SUPPLIED RECORDS ▸
══════════════════════════════
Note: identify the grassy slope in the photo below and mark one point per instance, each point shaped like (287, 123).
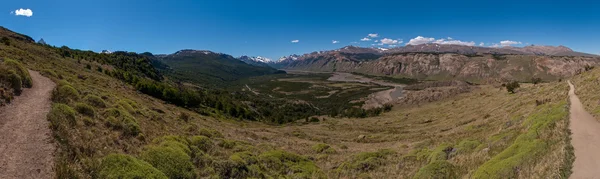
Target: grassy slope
(212, 68)
(483, 125)
(586, 87)
(489, 117)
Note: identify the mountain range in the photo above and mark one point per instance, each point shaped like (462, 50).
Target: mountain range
(439, 61)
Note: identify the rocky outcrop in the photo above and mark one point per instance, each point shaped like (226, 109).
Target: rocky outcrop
(446, 66)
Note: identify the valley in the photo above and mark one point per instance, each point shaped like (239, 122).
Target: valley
(436, 111)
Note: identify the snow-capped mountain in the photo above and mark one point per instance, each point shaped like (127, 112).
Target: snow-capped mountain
(288, 58)
(256, 61)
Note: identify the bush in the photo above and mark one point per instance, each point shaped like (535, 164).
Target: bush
(21, 71)
(440, 153)
(122, 120)
(211, 133)
(170, 158)
(512, 86)
(320, 148)
(185, 116)
(125, 166)
(437, 169)
(202, 142)
(49, 73)
(85, 109)
(535, 81)
(5, 41)
(61, 114)
(65, 94)
(367, 161)
(284, 163)
(95, 101)
(15, 82)
(467, 146)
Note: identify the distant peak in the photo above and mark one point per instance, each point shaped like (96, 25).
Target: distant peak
(41, 41)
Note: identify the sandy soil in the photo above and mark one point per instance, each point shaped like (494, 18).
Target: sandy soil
(377, 99)
(26, 148)
(585, 139)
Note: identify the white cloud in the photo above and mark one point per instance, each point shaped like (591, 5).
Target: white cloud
(505, 43)
(420, 40)
(23, 12)
(373, 35)
(386, 41)
(447, 41)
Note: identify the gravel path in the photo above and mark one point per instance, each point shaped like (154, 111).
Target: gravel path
(26, 148)
(585, 139)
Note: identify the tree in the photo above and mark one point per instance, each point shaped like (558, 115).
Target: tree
(512, 86)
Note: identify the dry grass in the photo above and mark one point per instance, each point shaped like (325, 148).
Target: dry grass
(412, 135)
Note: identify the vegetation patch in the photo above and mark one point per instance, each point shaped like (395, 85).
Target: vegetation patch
(170, 157)
(367, 161)
(125, 166)
(527, 147)
(437, 169)
(85, 109)
(65, 94)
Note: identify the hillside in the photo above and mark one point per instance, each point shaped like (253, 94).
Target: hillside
(113, 116)
(442, 64)
(205, 67)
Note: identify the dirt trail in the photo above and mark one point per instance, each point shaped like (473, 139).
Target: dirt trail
(26, 149)
(585, 139)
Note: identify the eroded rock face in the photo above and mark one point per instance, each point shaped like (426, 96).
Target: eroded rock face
(477, 68)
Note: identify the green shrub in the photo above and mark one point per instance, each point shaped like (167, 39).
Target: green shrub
(171, 159)
(125, 166)
(21, 71)
(437, 169)
(122, 120)
(320, 148)
(284, 163)
(418, 154)
(228, 144)
(65, 94)
(125, 105)
(211, 133)
(61, 114)
(85, 109)
(528, 146)
(201, 142)
(367, 161)
(440, 153)
(64, 83)
(467, 146)
(512, 86)
(95, 101)
(49, 73)
(15, 82)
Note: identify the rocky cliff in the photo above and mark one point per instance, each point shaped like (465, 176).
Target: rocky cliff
(443, 66)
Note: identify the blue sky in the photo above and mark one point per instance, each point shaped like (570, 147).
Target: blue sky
(268, 27)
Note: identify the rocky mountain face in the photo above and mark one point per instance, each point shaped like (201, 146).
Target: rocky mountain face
(444, 62)
(256, 61)
(207, 67)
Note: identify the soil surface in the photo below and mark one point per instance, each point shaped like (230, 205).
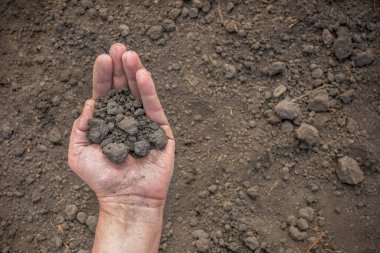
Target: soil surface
(275, 108)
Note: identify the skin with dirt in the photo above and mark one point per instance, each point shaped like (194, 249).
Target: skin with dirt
(274, 106)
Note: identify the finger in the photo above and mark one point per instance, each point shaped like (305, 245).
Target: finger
(88, 111)
(119, 78)
(149, 97)
(102, 76)
(132, 63)
(78, 138)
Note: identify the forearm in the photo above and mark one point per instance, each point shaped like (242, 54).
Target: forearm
(126, 230)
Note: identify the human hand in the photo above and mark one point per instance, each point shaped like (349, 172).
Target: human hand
(131, 194)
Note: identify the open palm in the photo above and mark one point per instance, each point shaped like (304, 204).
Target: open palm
(136, 181)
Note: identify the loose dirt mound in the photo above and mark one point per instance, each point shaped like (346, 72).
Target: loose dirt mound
(121, 127)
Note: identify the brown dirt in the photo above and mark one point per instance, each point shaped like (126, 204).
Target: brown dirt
(240, 171)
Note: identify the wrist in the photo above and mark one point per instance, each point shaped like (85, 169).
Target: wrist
(128, 227)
══════════════════════════════
AIM OF THE EXERCISE ▸ Starting at the line with "Target: dirt trail" and ending at the line with "Note: identify the green", print each line of the listing above exactly, with no other lines.

EXERCISE RESULT ▸
Target: dirt trail
(26, 149)
(585, 139)
Note: identify the eroded rock face in the photo above and mark one point per instance, each point shaped like (426, 96).
Target: eroded rock face
(477, 68)
Note: identify the green shrub in the photo above and mark one point per instance, each point shaped like (167, 39).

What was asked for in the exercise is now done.